# Stated task 1
Please summarize the text below on 1992's Billboard Hot 100 top-ten singles in two sentences.
# Stated task 2
From the records below, extract each line containing the word "pavement". Matches are case-sensitive.

= List of Billboard Hot 100 top-ten singles in 1992 =

This is a list of singles that have peaked in the Top 10 of the Billboard Hot 100 during 1992. TLC, Boyz II Men, Mariah Carey, En Vogue, and Michael Jackson each had three top-ten hits in 1992, tying them for the most top-ten hits during the year.

With the new chart methodology implemented on November 30, 1991, it had a drastic effect on the amount of top tens throughout the year. A total of 77 songs reached the top ten, a huge decline from 111 songs from the previous year, with 68 songs that peaked that year while the remaining nine peaked in 1991 or 1993. 13 songs hit number one that year, while 10 songs peaked at number two.

One effect the new chart methodology had were songs that spend a lot more weeks in the top ten than usual from the previous years. Fifteen songs spent twelve weeks or more in the top 10, the first to do so since early 1984. "End of the Road" spent a then-record 19 weeks in the top 10 in a single chart run, alongside a record 13-week stay at number one.

# Data provided
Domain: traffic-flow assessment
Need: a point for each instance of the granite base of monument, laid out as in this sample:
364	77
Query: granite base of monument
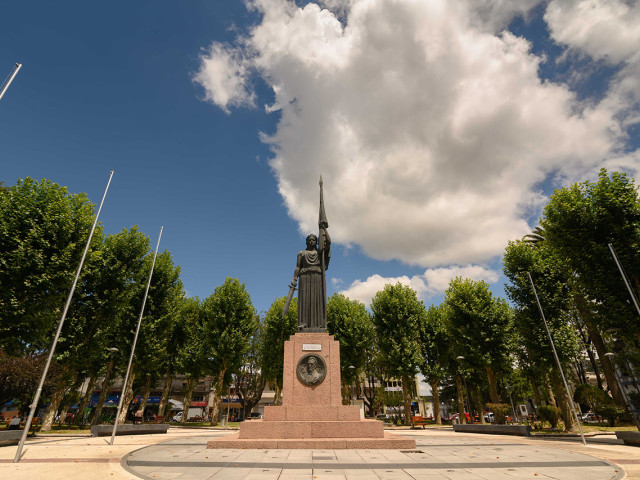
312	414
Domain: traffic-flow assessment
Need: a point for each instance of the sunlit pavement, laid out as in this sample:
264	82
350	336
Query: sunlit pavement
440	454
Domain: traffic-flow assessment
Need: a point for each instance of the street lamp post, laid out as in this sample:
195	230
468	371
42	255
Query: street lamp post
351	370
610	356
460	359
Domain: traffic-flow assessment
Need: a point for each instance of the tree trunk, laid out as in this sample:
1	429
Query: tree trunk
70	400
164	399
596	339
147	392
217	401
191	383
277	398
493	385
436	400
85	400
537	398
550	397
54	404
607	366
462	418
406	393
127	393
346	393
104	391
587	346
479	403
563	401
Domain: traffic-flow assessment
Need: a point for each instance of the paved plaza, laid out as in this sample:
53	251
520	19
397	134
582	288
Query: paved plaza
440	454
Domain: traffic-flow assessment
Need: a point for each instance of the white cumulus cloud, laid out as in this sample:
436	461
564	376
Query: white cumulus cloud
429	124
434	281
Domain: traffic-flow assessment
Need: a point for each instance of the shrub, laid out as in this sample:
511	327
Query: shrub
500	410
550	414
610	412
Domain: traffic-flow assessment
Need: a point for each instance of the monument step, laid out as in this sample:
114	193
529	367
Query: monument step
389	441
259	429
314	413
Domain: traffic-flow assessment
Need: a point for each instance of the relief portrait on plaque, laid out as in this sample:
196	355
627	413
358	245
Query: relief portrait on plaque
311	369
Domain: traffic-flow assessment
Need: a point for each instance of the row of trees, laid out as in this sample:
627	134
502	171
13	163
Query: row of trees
--
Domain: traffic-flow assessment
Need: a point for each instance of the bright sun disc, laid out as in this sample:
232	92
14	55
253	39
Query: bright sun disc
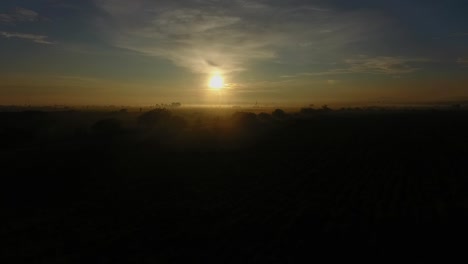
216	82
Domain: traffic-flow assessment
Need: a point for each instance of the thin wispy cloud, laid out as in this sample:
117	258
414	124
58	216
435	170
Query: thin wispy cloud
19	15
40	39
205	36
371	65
==
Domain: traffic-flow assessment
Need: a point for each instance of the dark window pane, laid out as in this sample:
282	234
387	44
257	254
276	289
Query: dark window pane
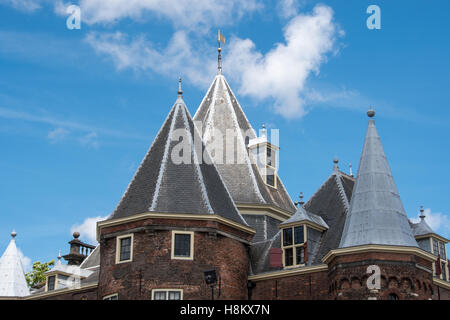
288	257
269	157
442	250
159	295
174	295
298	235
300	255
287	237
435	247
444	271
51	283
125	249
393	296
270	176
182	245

# Task output 1
In 1992, 77 songs reached the Billboard Hot 100 top ten, a sharp drop from 111 the year before, because of a new chart methodology introduced on November 30, 1991. TLC, Boyz II Men, Mariah Carey, En Vogue, and Michael Jackson tied for the most top-ten hits with three each, and under the new methodology songs stayed in the top ten longer, with "End of the Road" spending a then-record 19 weeks there alongside a record 13 weeks at number one.

# Task output 2
Need: a point for each instance of the sunlit pavement, laid out as in this sample:
Query: sunlit pavement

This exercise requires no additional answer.